◆ Text passage ◆
- - - - -

RenderCV ATS Compatibility Report¶
Summary¶
We empirically tested whether RenderCV's PDF output can be correctly parsed by Applicant Tracking Systems. We rendered 4 test resumes across 5 themes (20 PDFs total), then ran each PDF through two independent text extraction tools and three commercial resume parsing engines.
Every PDF was correctly parsed. All 20 PDFs passed structural analysis with zero garbled characters. Three commercial parsers (Affinda, Extracta, and Klippa) correctly identified names, emails, phone numbers, companies, job titles, dates, institutions, and degrees across every theme.
Background¶
When you submit a resume online, the ATS doesn't "read" it the way a human does. It runs the PDF through a resume parsing engine that:
- Extracts text from the PDF's binary structure
- Segments the text into sections (experience, education, skills, etc.)
- Identifies fields within each section (company name, job title, start date, etc.)
- Stores structured data in a database that recruiters search and filter
A resume is "ATS friendly" if it survives all four steps with its data intact. Most failures happen at step 1: the PDF's text layer is broken, garbled, or missing entirely (common with scanned documents, image-heavy designs, or tools that rasterize text).
RenderCV generates PDFs via Typst, which produces a clean, programmatic text layer with properly embedded fonts and correct Unicode mappings. This report tests whether that text layer holds up under real parsing conditions.
Methodology¶
Test corpus¶
We selected 4 test resumes designed to cover the range of content that a parser might encounter:
| Test case | What it covers |
|---|---|
| Standard | Full resume with 3 work entries, 2 education entries, 21 skills, certifications |
| Diacritics | International characters (García-López, Universitat de Barcelona, +34 phone) |
| Academic | Publications, grants, 3 positions, 3 degrees, 13 skill categories |
| Minimal | Just a name, email, 1 job, 1 degree |
Each was rendered across all 5 RenderCV themes (classic, moderncv, sb2nov, engineeringresumes, engineeringclassic), producing 20 PDFs.
Testing layers¶
We tested at two independent layers:
Layer 1: Text extraction. We extracted text from every PDF using two tools: pdftotext (Poppler) and PyMuPDF. For each PDF, we checked whether the extracted text contained every expected field from the source YAML: names, emails, locations, company names, job titles, institution names, degrees, highlights, and skills.
Layer 2: Commercial parsing. We submitted every PDF to three commercial resume parsing engines via Eden AI: Affinda, Extracta, and Klippa. These are real production parsers that ATS platforms use to extract structured candidate data. We compared their structured output (parsed name, parsed company, parsed dates, etc.) against the known input from our YAML files.

- - - - -

◆ Material ◆
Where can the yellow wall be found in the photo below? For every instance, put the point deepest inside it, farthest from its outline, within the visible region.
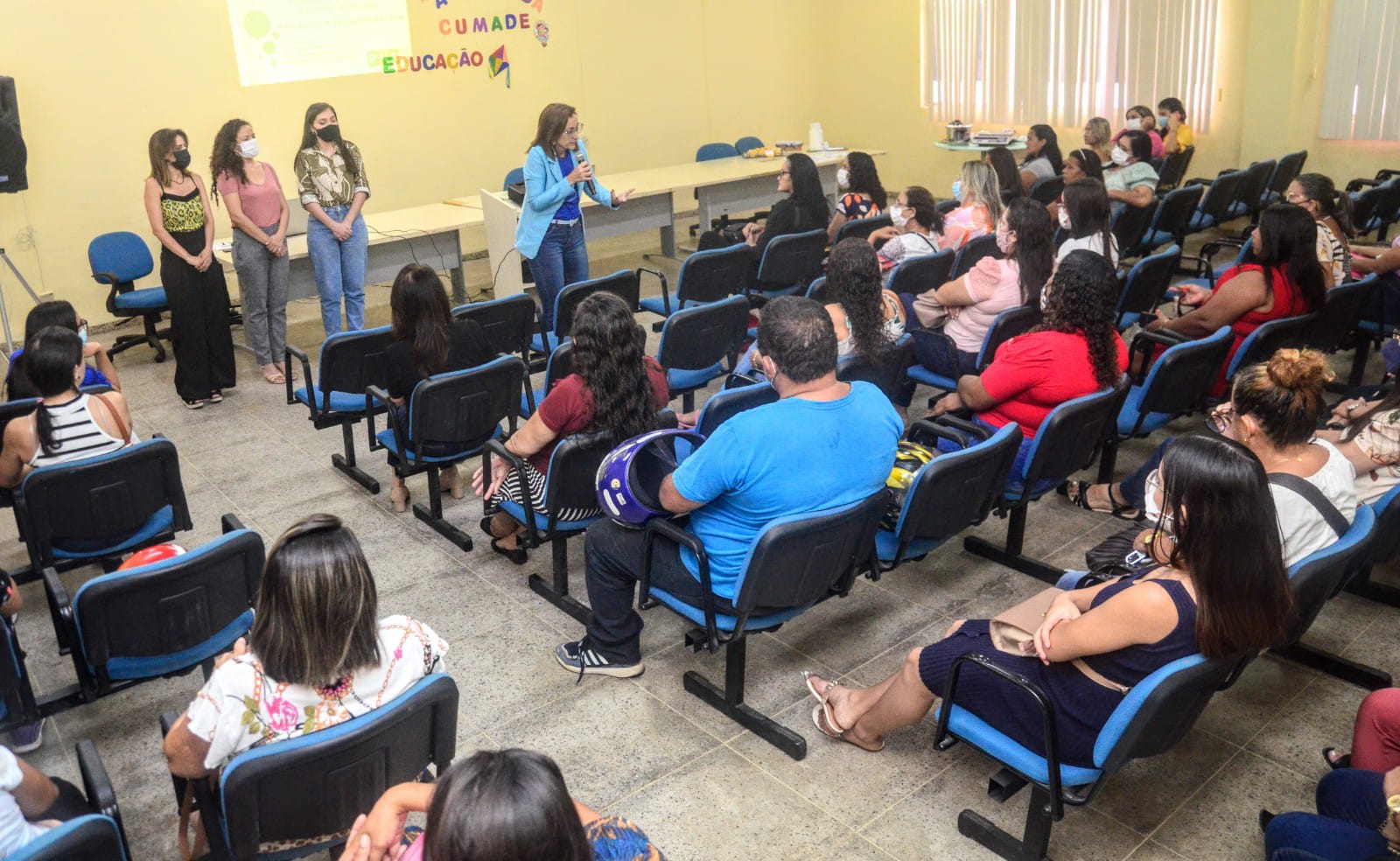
(657, 80)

- - - - -

◆ Objective 1 ◆
Decide whether each statement agrees with the ATS compatibility report, answering yes or no and quoting the words of the report that settle it. (a) The test set was 4 resumes rendered across 5 themes, for 20 PDFs in all. (b) Most ATS failures occur at the step where fields are identified within each section. (c) The commercial parsing engines were reached via Eden AI.
◆ Objective 2 ◆
Rewrite the ATS compatibility report starting at "- Stores structured" and ending at "real parsing conditions.", putting "LaTeX" in place of "Typst".

◆ Full output 1 ◆
(a) Yes: "We rendered 4 test resumes across 5 themes (20 PDFs total)"
(b) No: "Most failures happen at step 1: the PDF's text layer is broken, garbled, or missing entirely"
(c) Yes: "We submitted every PDF to three commercial resume parsing engines via Eden AI"

◆ Full output 2 ◆
- Stores structured data in a database that recruiters search and filter
A resume is "ATS friendly" if it survives all four steps with its data intact. Most failures happen at step 1: the PDF's text layer is broken, garbled, or missing entirely (common with scanned documents, image-heavy designs, or tools that rasterize text).
RenderCV generates PDFs via LaTeX, which produces a clean, programmatic text layer with properly embedded fonts and correct Unicode mappings. This report tests whether that text layer holds up under real parsing conditions.